Pierre Jérémie : Nombreux sont ceux qui prétendent que nous aurions la possibilité de rebattre les cartes de façon structurante à Bruxelles. Or, l’équilibre politique qui ressort des élections européennes s’inscrit dans la continuité de la législature passée. Puisque les rapports de forces restent peu ou prou similaires au Parlement, et vraisemblablement à la Commission, il n’y aura aucun espace politique pour rouvrir le plan Fit for 55. De même, la volonté d’instaurer une TVA à taux réduit sur les carburants est explicitement contraire à la Directive TVA : la seule façon d’obtenir une réouverture de ce texte serait d’obtenir l’unanimité au Conseil européen à 27 États-membres, ce qui semble impossible. Beaucoup de promesses se confronteront donc à une réalité : les choses n’ont pas changé à Bruxelles où, après le temps de la législation, s’ouvre désormais celui de mise en œuvre.

Pour éviter un décrochage économique et un isolement politique, notre attention doit désormais se focaliser sur la mise en œuvre concrète de ces objectifs. Or, alors que tous les acteurs économiques ont identifié ces textes et attendent leur implémentation claire, aucun parti ne s’en est emparé. La déconnexion entre les engagements juridiques pris à Bruxelles et les discours politiques à Paris, entre les réalités économiques et les postures politiciennes, est immensément préjudiciable et continuer de l’alimenter est tout à la fois irresponsable et déraisonnable.

Quel bilan peut-on établir de l’activité de la précédente Commission en matière énergétique, et notamment du Green Deal ?

Pierre Jérémie : L’Europe a fait face à une double crise énergétique d’une ampleur sans précédent à l’hiver 2022-2023 : les conséquences de l’invasion de l’Ukraine, tout d’abord, avec les tensions massives d’approvisionnement gazier qui s’en sont suivies pour toute l’Europe, et la crise de disponibilité du parc nucléaire français qui a également mis sous tension l’approvisionnement électrique en Europe de l’Ouest.

L’Europe a fait face à une double crise énergétique d’une ampleur sans précédent à l’hiver 2022-2023 : les conséquences de l’invasion de l’Ukraine [...] et la crise de disponibilité du parc nucléaire français.

Sans les mérites d’un marché européen intégré et profondément interconnecté, ouvert sur des importations énergétiques diversifiables et sur un socle de production domestique bas-carbone, la sécurité de l’approvisionnement en électricité et en gaz aurait été gravement compromise. Tout au long de la crise, l’Union a su construire des textes pertinents via des procédures d’urgence, sur la base d’un travail approfondi entre Conseil et Commission, permettant d’inventer de nouvelles options.

Enregistrements issus d'une source de données
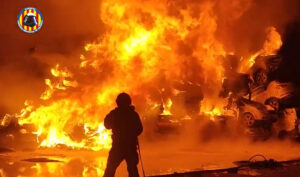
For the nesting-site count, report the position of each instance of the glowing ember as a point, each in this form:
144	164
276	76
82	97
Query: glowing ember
144	49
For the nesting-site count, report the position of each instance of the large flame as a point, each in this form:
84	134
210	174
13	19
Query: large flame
146	48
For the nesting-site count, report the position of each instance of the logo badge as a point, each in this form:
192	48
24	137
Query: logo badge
30	20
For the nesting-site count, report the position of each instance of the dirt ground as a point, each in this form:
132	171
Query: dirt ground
213	159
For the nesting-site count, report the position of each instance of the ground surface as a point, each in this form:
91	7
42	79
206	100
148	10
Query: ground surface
160	158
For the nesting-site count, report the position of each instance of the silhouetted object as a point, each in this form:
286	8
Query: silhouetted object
126	127
30	20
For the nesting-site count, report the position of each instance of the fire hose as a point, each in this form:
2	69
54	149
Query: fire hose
140	156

VOTRE TRAVAIL –
**1.** D'après l'extrait sur l'énergie en Europe, que faudrait-il obtenir pour rouvrir la Directive TVA ?
**2.** Reproduisez tout le passage de l'extrait sur l'énergie en Europe, depuis « Sans les mérites » jusqu'à « de nouvelles options. ».

RÉPONSES ATTENDUES –
**1.** L'unanimité au Conseil européen à 27 États-membres.

**2.**
Sans les mérites d’un marché européen intégré et profondément interconnecté, ouvert sur des importations énergétiques diversifiables et sur un socle de production domestique bas-carbone, la sécurité de l’approvisionnement en électricité et en gaz aurait été gravement compromise. Tout au long de la crise, l’Union a su construire des textes pertinents via des procédures d’urgence, sur la base d’un travail approfondi entre Conseil et Commission, permettant d’inventer de nouvelles options.